* [What is expected] For this exercise, repeat all of the material verbatim apart from its images.

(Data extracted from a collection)
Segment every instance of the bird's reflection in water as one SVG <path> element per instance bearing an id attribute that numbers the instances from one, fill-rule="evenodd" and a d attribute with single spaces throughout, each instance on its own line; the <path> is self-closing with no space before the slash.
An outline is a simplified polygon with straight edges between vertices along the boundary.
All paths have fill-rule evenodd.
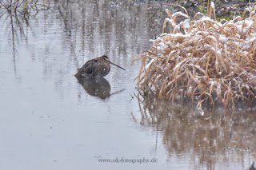
<path id="1" fill-rule="evenodd" d="M 110 85 L 103 77 L 76 77 L 80 85 L 90 95 L 98 97 L 101 99 L 106 99 L 110 96 Z"/>

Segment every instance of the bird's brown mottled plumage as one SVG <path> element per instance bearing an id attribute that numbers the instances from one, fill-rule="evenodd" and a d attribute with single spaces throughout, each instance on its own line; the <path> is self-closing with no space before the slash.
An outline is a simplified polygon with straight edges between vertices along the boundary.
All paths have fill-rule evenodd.
<path id="1" fill-rule="evenodd" d="M 122 67 L 110 62 L 109 57 L 103 55 L 102 57 L 89 60 L 82 67 L 78 69 L 78 73 L 74 76 L 85 77 L 104 77 L 110 73 L 111 68 L 110 64 L 122 69 Z"/>

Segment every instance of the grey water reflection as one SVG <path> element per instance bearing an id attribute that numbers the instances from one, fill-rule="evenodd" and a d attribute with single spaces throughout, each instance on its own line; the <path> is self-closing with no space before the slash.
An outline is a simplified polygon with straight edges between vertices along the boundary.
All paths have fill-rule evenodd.
<path id="1" fill-rule="evenodd" d="M 106 99 L 110 96 L 110 85 L 103 77 L 86 78 L 77 77 L 88 94 Z"/>
<path id="2" fill-rule="evenodd" d="M 130 58 L 161 34 L 170 4 L 43 2 L 49 8 L 33 16 L 0 18 L 2 169 L 246 169 L 254 161 L 254 110 L 210 113 L 134 98 L 140 63 L 130 67 Z M 90 81 L 74 77 L 104 53 L 126 70 L 113 67 Z M 158 162 L 100 164 L 95 157 Z"/>
<path id="3" fill-rule="evenodd" d="M 206 111 L 193 104 L 141 99 L 142 126 L 162 132 L 168 160 L 189 154 L 191 169 L 250 169 L 256 159 L 256 109 Z"/>

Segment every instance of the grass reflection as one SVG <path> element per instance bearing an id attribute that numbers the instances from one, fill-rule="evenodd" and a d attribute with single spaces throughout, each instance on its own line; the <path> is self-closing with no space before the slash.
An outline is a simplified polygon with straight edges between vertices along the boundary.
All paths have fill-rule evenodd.
<path id="1" fill-rule="evenodd" d="M 244 166 L 248 156 L 255 160 L 256 108 L 209 111 L 192 103 L 180 105 L 139 97 L 138 101 L 141 117 L 134 121 L 162 132 L 169 159 L 190 155 L 194 168 L 207 169 L 216 169 L 222 164 Z"/>

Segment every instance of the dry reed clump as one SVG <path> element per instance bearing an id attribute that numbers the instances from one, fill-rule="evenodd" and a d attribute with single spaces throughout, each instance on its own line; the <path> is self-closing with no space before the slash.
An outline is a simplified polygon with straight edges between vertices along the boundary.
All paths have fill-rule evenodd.
<path id="1" fill-rule="evenodd" d="M 214 6 L 208 3 L 207 14 L 215 18 Z M 256 7 L 220 22 L 201 13 L 191 20 L 183 10 L 186 14 L 174 14 L 166 10 L 163 30 L 169 23 L 170 34 L 162 34 L 138 56 L 139 89 L 170 101 L 196 100 L 200 107 L 251 104 L 256 92 Z M 177 17 L 185 19 L 178 23 Z"/>

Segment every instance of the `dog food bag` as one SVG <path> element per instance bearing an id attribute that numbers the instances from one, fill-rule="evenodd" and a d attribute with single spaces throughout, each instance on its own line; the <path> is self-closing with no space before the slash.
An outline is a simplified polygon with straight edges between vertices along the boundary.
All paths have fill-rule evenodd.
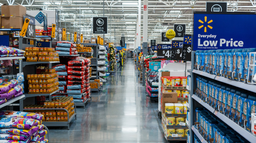
<path id="1" fill-rule="evenodd" d="M 28 118 L 4 118 L 0 119 L 0 128 L 15 128 L 30 129 L 34 126 L 35 120 Z"/>
<path id="2" fill-rule="evenodd" d="M 44 139 L 40 142 L 40 143 L 47 143 L 48 142 L 48 140 L 47 139 Z"/>
<path id="3" fill-rule="evenodd" d="M 1 118 L 21 118 L 35 119 L 37 116 L 36 113 L 20 111 L 0 111 Z"/>
<path id="4" fill-rule="evenodd" d="M 6 139 L 0 140 L 0 143 L 28 143 L 31 140 L 31 139 L 30 138 L 28 140 L 25 141 L 22 141 L 21 140 L 7 140 Z"/>
<path id="5" fill-rule="evenodd" d="M 0 134 L 0 140 L 8 139 L 26 141 L 30 138 L 31 139 L 32 139 L 32 137 L 28 137 L 16 135 Z"/>
<path id="6" fill-rule="evenodd" d="M 248 99 L 247 100 L 247 109 L 246 112 L 246 119 L 247 120 L 246 126 L 247 127 L 251 126 L 251 113 L 255 113 L 256 101 L 256 97 L 251 95 L 248 96 Z"/>
<path id="7" fill-rule="evenodd" d="M 35 126 L 33 126 L 29 130 L 11 128 L 0 129 L 0 134 L 14 134 L 26 136 L 31 136 L 39 129 L 38 127 Z"/>
<path id="8" fill-rule="evenodd" d="M 236 114 L 237 116 L 240 116 L 239 121 L 241 122 L 246 119 L 248 98 L 248 94 L 243 93 L 241 94 L 241 96 L 237 102 L 237 109 L 236 111 Z"/>
<path id="9" fill-rule="evenodd" d="M 31 141 L 32 142 L 36 142 L 39 140 L 40 138 L 40 136 L 38 135 L 37 135 L 33 137 L 31 140 Z"/>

* [Answer below]
Segment every instance of the bird's reflection in water as one SVG <path> element per instance bearing an id attribute that numbers the instances from one, fill-rule="evenodd" and a d attribute with single spaces throughout, each instance on its own line; the <path> is self-closing with no space before the slash.
An outline is a simplified polygon with straight edges between vertices along the boundary.
All paths have fill-rule evenodd.
<path id="1" fill-rule="evenodd" d="M 110 85 L 103 77 L 76 77 L 80 85 L 90 95 L 98 97 L 101 99 L 106 99 L 110 96 Z"/>

Segment every instance of the bird's brown mottled plumage as one SVG <path> element per instance bearing an id attribute that numbers the instances from one, fill-rule="evenodd" and a d attribute with single spaces throughout, each instance on its own line; the <path> is self-closing with no space before the slash.
An outline is a simplified polygon with straight edges between vertices along the boundary.
All paths have fill-rule evenodd.
<path id="1" fill-rule="evenodd" d="M 122 67 L 110 62 L 109 57 L 103 55 L 102 57 L 89 60 L 82 67 L 78 69 L 78 73 L 74 76 L 85 77 L 104 77 L 110 73 L 111 68 L 110 64 L 122 69 Z"/>

Segment every instance of the grey water reflection as one SVG <path> element per instance bearing an id attribute that numbers the instances from one, fill-rule="evenodd" and a d attribute with single spaces throughout, each instance on its own line; the <path> is self-closing with no space before the slash.
An outline is a simplified polygon with straight edges between vertices along the boundary.
All paths have fill-rule evenodd.
<path id="1" fill-rule="evenodd" d="M 106 99 L 110 96 L 110 85 L 103 77 L 86 78 L 77 77 L 88 94 Z"/>
<path id="2" fill-rule="evenodd" d="M 130 58 L 161 34 L 170 4 L 43 2 L 49 8 L 33 16 L 0 18 L 2 169 L 246 169 L 254 161 L 254 110 L 210 113 L 134 98 L 140 63 L 130 67 Z M 90 81 L 74 77 L 104 53 L 126 70 L 113 67 Z M 158 162 L 100 164 L 95 157 Z"/>
<path id="3" fill-rule="evenodd" d="M 206 111 L 193 104 L 141 99 L 142 126 L 162 132 L 168 160 L 189 154 L 191 169 L 250 169 L 256 159 L 256 109 Z"/>

Segment every instance of the grass reflection as one SVG <path> element per instance bearing an id attribute that numbers the instances from one, fill-rule="evenodd" and a d attribute with single spaces throughout, each instance on its own line; the <path> is self-closing with no space before the slash.
An outline is a simplified polygon with straight edges between vertices along the boundary.
All paths have fill-rule evenodd.
<path id="1" fill-rule="evenodd" d="M 244 166 L 248 156 L 255 160 L 256 108 L 209 111 L 192 103 L 180 105 L 139 97 L 138 101 L 141 117 L 134 121 L 162 132 L 169 159 L 190 155 L 194 168 L 207 169 L 216 169 L 222 164 Z"/>

Segment every instance of the dry reed clump as one SVG <path> element per instance bearing an id attribute that numbers the instances from one, fill-rule="evenodd" and a d attribute with single spaces throughout, each instance on its own line; the <path> is self-closing with no space before the slash.
An outline is a simplified polygon with straight edges between vertices along the boundary.
All paths have fill-rule evenodd.
<path id="1" fill-rule="evenodd" d="M 214 6 L 208 3 L 207 14 L 215 18 Z M 256 7 L 220 22 L 201 13 L 191 20 L 183 10 L 186 14 L 174 14 L 166 10 L 163 30 L 169 23 L 170 34 L 162 34 L 138 56 L 139 89 L 170 101 L 196 100 L 200 107 L 251 104 L 256 92 Z M 177 17 L 185 19 L 178 23 Z"/>

Segment every instance of the `dog food bag` as one SVG <path> element per instance bearing an id attribute that numbers the instances from one, fill-rule="evenodd" and a d attribute with single spaces throughout, each instance on its own line; the <path> is self-closing with no space before the slash.
An outline is a simplified polygon with straight edges between vertices along the boundary.
All paths have fill-rule evenodd.
<path id="1" fill-rule="evenodd" d="M 28 118 L 4 118 L 0 119 L 0 128 L 15 128 L 30 129 L 34 126 L 35 120 Z"/>
<path id="2" fill-rule="evenodd" d="M 44 139 L 40 142 L 40 143 L 47 143 L 48 142 L 48 140 L 47 139 Z"/>
<path id="3" fill-rule="evenodd" d="M 1 118 L 21 118 L 35 119 L 37 116 L 36 113 L 20 111 L 0 111 Z"/>
<path id="4" fill-rule="evenodd" d="M 6 139 L 0 140 L 0 143 L 28 143 L 31 140 L 31 139 L 30 138 L 28 140 L 25 141 L 22 141 L 21 140 L 7 140 Z"/>
<path id="5" fill-rule="evenodd" d="M 0 134 L 0 140 L 8 139 L 26 141 L 30 138 L 31 139 L 32 139 L 32 137 L 28 137 L 16 135 Z"/>
<path id="6" fill-rule="evenodd" d="M 248 99 L 247 100 L 247 109 L 246 112 L 246 119 L 247 120 L 246 126 L 247 127 L 251 126 L 251 113 L 255 113 L 256 101 L 256 97 L 251 95 L 248 96 Z"/>
<path id="7" fill-rule="evenodd" d="M 35 126 L 33 126 L 29 130 L 11 128 L 0 129 L 0 134 L 14 134 L 26 136 L 31 136 L 39 129 L 38 127 Z"/>
<path id="8" fill-rule="evenodd" d="M 236 114 L 237 116 L 240 116 L 239 121 L 241 122 L 246 119 L 248 98 L 248 94 L 243 93 L 241 94 L 241 96 L 237 102 L 237 109 L 236 111 Z"/>
<path id="9" fill-rule="evenodd" d="M 31 141 L 32 142 L 36 142 L 39 140 L 40 138 L 40 136 L 38 135 L 37 135 L 33 137 L 31 140 Z"/>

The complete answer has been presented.